* Work order
Copy out the listing that follows in its entirety, keeping it exactly the same.

::::::

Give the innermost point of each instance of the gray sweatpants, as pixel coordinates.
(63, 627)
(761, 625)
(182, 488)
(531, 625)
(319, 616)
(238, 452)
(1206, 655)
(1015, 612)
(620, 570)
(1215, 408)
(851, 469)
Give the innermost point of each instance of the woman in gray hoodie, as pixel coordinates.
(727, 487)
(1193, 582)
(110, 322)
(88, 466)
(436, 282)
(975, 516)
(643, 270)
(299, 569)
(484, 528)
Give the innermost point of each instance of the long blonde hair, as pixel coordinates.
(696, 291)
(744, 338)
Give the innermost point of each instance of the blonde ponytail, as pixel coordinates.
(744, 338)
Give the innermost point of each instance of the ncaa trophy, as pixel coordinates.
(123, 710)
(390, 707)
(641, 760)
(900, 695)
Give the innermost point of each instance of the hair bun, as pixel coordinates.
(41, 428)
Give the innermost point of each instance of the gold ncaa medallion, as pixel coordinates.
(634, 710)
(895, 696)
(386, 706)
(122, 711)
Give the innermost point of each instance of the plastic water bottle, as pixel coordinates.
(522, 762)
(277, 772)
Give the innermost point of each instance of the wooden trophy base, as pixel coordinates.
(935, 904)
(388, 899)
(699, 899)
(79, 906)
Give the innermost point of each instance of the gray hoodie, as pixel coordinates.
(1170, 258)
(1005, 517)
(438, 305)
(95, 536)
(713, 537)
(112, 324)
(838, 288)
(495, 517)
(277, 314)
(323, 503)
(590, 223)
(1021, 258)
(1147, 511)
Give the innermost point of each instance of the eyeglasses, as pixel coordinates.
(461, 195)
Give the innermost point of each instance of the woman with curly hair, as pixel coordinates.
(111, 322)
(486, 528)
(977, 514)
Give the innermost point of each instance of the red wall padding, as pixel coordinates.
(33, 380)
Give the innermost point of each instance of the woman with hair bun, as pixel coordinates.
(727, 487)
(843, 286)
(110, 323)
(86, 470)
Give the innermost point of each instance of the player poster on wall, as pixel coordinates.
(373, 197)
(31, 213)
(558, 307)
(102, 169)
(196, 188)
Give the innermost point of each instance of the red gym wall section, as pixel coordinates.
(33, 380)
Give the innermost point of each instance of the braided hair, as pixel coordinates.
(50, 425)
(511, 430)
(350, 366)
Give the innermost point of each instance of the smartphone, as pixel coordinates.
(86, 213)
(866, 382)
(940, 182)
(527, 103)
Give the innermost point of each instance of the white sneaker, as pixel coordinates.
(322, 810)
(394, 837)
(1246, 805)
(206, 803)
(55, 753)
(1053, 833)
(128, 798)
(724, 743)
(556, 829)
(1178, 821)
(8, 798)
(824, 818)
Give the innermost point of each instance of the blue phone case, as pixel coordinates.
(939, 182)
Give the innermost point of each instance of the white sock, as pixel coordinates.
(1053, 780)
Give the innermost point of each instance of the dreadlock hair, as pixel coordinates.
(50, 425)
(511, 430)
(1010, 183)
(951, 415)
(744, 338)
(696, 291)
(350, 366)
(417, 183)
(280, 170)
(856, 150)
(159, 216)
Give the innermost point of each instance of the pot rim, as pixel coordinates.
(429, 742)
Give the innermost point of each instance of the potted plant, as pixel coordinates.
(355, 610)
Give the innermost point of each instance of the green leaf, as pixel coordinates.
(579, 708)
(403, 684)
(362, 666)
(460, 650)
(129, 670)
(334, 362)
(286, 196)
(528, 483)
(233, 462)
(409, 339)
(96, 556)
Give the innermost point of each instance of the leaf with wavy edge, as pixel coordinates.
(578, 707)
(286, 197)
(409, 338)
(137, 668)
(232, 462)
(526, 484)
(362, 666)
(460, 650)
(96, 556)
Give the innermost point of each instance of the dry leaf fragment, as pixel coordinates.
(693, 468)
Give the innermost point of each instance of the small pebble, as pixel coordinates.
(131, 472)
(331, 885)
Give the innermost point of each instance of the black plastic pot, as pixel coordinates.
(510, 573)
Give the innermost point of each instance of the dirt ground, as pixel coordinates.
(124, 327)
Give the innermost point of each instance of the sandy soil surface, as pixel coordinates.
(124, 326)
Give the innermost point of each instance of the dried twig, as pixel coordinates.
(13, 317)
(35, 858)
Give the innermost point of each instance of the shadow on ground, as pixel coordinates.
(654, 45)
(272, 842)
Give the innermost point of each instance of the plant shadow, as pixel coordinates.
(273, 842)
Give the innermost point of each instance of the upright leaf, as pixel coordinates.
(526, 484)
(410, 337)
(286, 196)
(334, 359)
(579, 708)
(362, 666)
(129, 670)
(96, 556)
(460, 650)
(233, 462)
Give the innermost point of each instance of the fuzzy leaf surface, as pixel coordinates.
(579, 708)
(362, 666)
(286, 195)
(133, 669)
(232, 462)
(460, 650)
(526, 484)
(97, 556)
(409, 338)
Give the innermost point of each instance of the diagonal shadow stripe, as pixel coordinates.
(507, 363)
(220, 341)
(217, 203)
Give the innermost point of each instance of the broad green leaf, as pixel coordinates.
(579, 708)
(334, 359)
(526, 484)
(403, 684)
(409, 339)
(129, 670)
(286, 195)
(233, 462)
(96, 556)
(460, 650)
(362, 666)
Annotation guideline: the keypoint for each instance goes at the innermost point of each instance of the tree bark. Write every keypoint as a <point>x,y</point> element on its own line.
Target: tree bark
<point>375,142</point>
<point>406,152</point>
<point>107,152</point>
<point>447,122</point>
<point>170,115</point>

::::::

* Completed exercise
Give the innermost point of each instance of the gray sweatpants, as pixel coordinates.
(63, 627)
(761, 625)
(182, 488)
(531, 625)
(319, 616)
(238, 452)
(1206, 655)
(1015, 612)
(620, 570)
(1215, 408)
(851, 469)
Give the innermost point of each instance of the woman in gray hoodie, as pixel coordinates.
(727, 487)
(1193, 582)
(110, 322)
(88, 466)
(436, 282)
(975, 516)
(643, 270)
(299, 569)
(484, 528)
Give the innermost point of each instance of the long blonde hair, as pixel coordinates.
(696, 291)
(744, 338)
Give the innermost point of each instance of the blonde ponytail, as pixel coordinates.
(744, 338)
Give the innermost point of each instance of the ncaa trophy, as pixel coordinates.
(123, 710)
(390, 707)
(641, 760)
(900, 695)
Give the innermost point of each instance of the hair bun, as pixel coordinates.
(41, 428)
Give the innermost point of each instance of the gold ncaa medallion, as pixel coordinates.
(634, 710)
(895, 696)
(386, 706)
(122, 711)
Give the innermost point of each instance of the plastic water bottle, as pixel coordinates.
(522, 762)
(277, 772)
Give the innermost point of each instance of the wooden trophy base, as pixel coordinates.
(935, 904)
(388, 899)
(699, 899)
(79, 906)
Give the innermost point of each instance of the gray hoodie, as pixel coordinates.
(1170, 258)
(1005, 517)
(438, 305)
(95, 536)
(713, 537)
(112, 324)
(838, 288)
(495, 517)
(277, 314)
(323, 503)
(590, 223)
(1021, 258)
(1147, 511)
Give the innermost point of each instance of the eyeglasses, as pixel coordinates.
(461, 195)
Give the innermost point of each instance of the woman with curly hair, as pixel coordinates.
(111, 322)
(486, 528)
(977, 514)
Give the innermost point of each instance of the red wall padding, as pixel coordinates.
(33, 380)
Give the innermost point of each instance of the woman with hair bun, as pixel coordinates.
(727, 487)
(843, 286)
(110, 323)
(86, 470)
Give the innermost point of each instance of the player poster on wall, as pixel coordinates.
(373, 197)
(31, 213)
(558, 307)
(102, 169)
(196, 188)
Give the innermost point of each instance of the red gym wall section, as pixel coordinates.
(33, 380)
Give the innermost point of each instance of the braided hair, as pixel coordinates.
(50, 425)
(511, 430)
(350, 366)
Give the innermost point of each instance of the smartphone, as pixel coordinates.
(86, 213)
(866, 382)
(940, 182)
(527, 103)
Give the innermost point of each instance of the white sneaker, as pixel coordinates.
(322, 810)
(394, 837)
(1246, 805)
(206, 803)
(55, 753)
(1053, 833)
(128, 798)
(724, 743)
(556, 829)
(1178, 821)
(8, 798)
(824, 818)
Give the innermost point of each instance of the blue phone case, as pixel coordinates.
(939, 182)
Give the innermost point of each instance of the white sock, as pixel coordinates.
(1053, 780)
Give the innermost point of each instance of the dreadlock hair, as pixel coordinates.
(50, 425)
(511, 430)
(1010, 183)
(951, 415)
(744, 338)
(696, 291)
(350, 366)
(417, 183)
(280, 170)
(856, 150)
(159, 216)
Give the innermost point of each instance of the pot rim, as pixel coordinates.
(429, 742)
Give the innermost point of each instance of the potted plant, as pixel coordinates.
(355, 610)
Give the innermost point of each instance of the green leaf, as pixel coordinates.
(579, 708)
(403, 684)
(362, 666)
(460, 650)
(129, 670)
(334, 362)
(286, 196)
(528, 483)
(233, 462)
(409, 339)
(96, 556)
Give the innermost point of each instance of the leaf with wavy edge, as pixel coordinates.
(578, 707)
(286, 197)
(409, 338)
(137, 668)
(232, 462)
(526, 484)
(362, 666)
(460, 650)
(96, 556)
Give the innermost point of each instance of the dry leaf fragment, as pixel coordinates.
(693, 468)
Give the innermost point of each instance of the small pebble, as pixel coordinates.
(131, 472)
(331, 885)
Give the innermost point of each instance of the black plastic pot, as pixel coordinates.
(510, 573)
Give the innermost point of each instance of the dirt ground, as pixel coordinates.
(124, 327)
Give the innermost point of each instance of the sandy soil surface, as pixel coordinates.
(124, 326)
Give the innermost point of each instance of the dried twig, as pixel coordinates.
(13, 317)
(35, 858)
Give the innermost point of each instance of the shadow on ground, as pixel coordinates.
(654, 45)
(272, 842)
Give the innermost point of each instance of the plant shadow, as pixel coordinates.
(273, 842)
Give the innermost point of each instance of the upright leaf, as pixel coordinates.
(526, 484)
(410, 337)
(286, 196)
(334, 359)
(579, 708)
(362, 666)
(129, 670)
(96, 556)
(460, 650)
(233, 462)
Give the innermost point of each instance of the fuzzy leaf surface, as pixel coordinates.
(579, 708)
(362, 666)
(286, 195)
(133, 669)
(232, 462)
(460, 650)
(526, 484)
(97, 556)
(409, 338)
Give the innermost point of each instance of the diagonal shadow stripe, as pixel coordinates.
(507, 363)
(220, 341)
(217, 203)
Give the innermost point of each instance of the broad green leaf, as pixel coordinates.
(579, 708)
(334, 359)
(526, 484)
(403, 684)
(409, 339)
(129, 670)
(286, 195)
(233, 462)
(96, 556)
(460, 650)
(362, 666)
Annotation guideline: the keypoint for each instance goes at the innermost point of each instance of the tree bark. Write every keypoint as a <point>x,y</point> element on its own line.
Target: tree bark
<point>375,142</point>
<point>406,152</point>
<point>107,152</point>
<point>447,122</point>
<point>170,115</point>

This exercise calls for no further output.